- Data supplied
______

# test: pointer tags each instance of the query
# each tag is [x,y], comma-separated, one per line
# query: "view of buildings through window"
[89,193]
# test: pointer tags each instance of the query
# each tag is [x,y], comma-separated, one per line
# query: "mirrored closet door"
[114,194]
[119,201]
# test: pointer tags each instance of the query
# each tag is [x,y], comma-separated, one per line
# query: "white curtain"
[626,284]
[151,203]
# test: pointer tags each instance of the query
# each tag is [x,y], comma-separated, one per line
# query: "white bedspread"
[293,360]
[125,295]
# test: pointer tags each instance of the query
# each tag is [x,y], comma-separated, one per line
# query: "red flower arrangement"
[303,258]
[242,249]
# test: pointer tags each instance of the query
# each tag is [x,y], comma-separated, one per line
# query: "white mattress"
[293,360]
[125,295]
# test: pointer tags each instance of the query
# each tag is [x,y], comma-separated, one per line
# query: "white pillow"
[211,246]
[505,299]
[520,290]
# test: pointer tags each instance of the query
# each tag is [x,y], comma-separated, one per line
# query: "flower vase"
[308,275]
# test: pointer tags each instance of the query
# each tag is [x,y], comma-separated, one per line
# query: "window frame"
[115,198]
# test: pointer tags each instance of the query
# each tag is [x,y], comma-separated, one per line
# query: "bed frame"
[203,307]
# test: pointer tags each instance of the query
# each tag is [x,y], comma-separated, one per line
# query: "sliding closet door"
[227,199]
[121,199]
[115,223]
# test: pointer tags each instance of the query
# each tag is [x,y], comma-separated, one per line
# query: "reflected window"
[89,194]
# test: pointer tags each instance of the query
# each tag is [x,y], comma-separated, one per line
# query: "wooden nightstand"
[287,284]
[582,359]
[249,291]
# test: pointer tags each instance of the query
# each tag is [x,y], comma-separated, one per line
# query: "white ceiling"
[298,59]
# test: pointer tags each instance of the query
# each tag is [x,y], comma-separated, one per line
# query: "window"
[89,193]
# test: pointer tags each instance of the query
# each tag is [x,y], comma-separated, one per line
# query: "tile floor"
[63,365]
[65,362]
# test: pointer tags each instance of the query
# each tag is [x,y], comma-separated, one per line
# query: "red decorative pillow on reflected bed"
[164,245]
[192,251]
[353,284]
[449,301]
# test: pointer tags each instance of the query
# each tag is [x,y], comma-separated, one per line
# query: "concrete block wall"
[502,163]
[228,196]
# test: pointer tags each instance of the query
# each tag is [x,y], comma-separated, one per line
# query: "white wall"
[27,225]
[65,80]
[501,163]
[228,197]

______

- Goal
Please pick out each line in the entries above that includes the word "closet" and copy those lines unchanged.

- Result of this task
# query: "mirrored closet door"
# query: "sliding closet door"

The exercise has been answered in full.